I just love this post-2013 date. It so happens that the single largest longitudinal study on gender dysphoric children was published in 2013. By the guys who pioneered hormone treatments for transgender patients. These are not anti-trans activists or transphobic bigots.
These are the much vaunted experts working in the field. Their study showed a desistance rate of 2 in 3.
Here's a blog refuting criticism of the study aptly named
A Lot of People, Myself Included, Have Been Misreading the Single Biggest Published Study on Childhood Gender Dysphoria Desistance and Persistence
(Worth a read because a certain link plopping poster will almost certainly make the exact criticism this article addresses.)
And here's what the writer says about desistance:
"WPATH and the American Psychological Association and the Substance Abuse and Mental Health Services Administration and the Endocrine Society all recognize that desistance occurs, and I have never spoken with a clinician who believes it to be a full-stop myth. There is good reason for this expert consensus."
So I checked the link to the Endocrine Society because our link plopper heralded them as the absolute be-all-and-end-all of transgender experts in an earlier thread. And here is what their updated guidance, published in 2017, states on desistance in children:
"With current knowledge, we cannot predict the psychosexual outcome for any specific child. Prospective follow-up studies show that childhood GD/gender incongruence does not invariably persist into adolescence and adulthood (so-called “desisters”). Combining all outcome studies to date, the GD/gender incongruence of a minority of prepubertal children appears to persist in adolescence (20, 40). In adolescence, a significant number of these desisters identify as homosexual or bisexual.
It may be that children who only showed some gender nonconforming characteristics have been included in the follow-up studies, because the DSM-IV text revision criteria for a diagnosis were rather broad.
However, the persistence of GD/gender incongruence into adolescence is more likely if it had been extreme in childhood (41, 42). With the newer, stricter criteria of the DSM-5 (Table 2), persistence rates may well be different in future studies."
And the reason they say may is quite simple. Previous studies have been analysed in retrospect by applying the new, stricter criteria to the children taking part. The result was the same - of those that met the stricter criteria again only a minority persisted.

* * * * *

*Problem set*
a) Answer these questions about the post, one line each.
(i) In what year was the largest longitudinal study on gender dysphoric children published?
(ii) In what year was the Endocrine Society's updated guidance published?
(iii) According to that guidance, how do a significant number of desisters identify in adolescence?
b) Reproduce the passage of the post starting with "And the reason" and going on through "a minority persisted.", with no changes.
Rely only on the post to answer.

*Records provided*
* * * * *

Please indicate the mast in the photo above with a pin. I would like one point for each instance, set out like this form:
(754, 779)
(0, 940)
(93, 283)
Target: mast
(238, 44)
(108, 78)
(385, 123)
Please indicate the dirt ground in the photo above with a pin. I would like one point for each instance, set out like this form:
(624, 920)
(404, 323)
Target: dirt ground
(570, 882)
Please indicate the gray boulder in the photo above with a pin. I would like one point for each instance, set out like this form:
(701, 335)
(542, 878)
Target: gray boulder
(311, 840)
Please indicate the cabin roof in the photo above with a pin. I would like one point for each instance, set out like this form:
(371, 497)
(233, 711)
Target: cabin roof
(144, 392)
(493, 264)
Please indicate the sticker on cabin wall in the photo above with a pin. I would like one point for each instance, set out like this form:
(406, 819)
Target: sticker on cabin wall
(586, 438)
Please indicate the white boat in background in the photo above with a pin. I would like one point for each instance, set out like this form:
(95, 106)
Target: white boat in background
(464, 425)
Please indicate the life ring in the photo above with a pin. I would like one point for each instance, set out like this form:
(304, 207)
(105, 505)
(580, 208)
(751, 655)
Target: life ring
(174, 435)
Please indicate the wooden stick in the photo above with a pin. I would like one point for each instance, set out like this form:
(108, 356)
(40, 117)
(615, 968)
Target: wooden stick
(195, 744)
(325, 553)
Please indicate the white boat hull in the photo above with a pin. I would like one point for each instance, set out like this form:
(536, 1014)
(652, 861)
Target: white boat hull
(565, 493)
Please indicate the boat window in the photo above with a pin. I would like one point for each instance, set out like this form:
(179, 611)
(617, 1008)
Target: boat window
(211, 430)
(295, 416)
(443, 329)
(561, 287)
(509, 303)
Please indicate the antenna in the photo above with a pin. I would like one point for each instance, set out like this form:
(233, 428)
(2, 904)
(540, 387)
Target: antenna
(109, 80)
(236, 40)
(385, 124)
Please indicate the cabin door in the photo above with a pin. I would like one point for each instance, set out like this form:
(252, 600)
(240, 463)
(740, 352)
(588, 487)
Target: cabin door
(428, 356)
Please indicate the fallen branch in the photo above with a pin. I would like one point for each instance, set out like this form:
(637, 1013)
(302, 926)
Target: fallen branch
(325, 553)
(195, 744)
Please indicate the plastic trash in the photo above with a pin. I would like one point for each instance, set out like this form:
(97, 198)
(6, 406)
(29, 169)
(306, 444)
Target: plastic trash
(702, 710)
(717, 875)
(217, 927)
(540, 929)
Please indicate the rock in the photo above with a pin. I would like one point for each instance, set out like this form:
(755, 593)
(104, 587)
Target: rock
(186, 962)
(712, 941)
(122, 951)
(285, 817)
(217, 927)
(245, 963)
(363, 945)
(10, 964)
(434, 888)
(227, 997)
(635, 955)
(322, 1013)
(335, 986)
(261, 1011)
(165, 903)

* * * * *

*Answer section*
a)
(i) 2013
(ii) 2017
(iii) As homosexual or bisexual

b)
And the reason they say may is quite simple. Previous studies have been analysed in retrospect by applying the new, stricter criteria to the children taking part. The result was the same - of those that met the stricter criteria again only a minority persisted.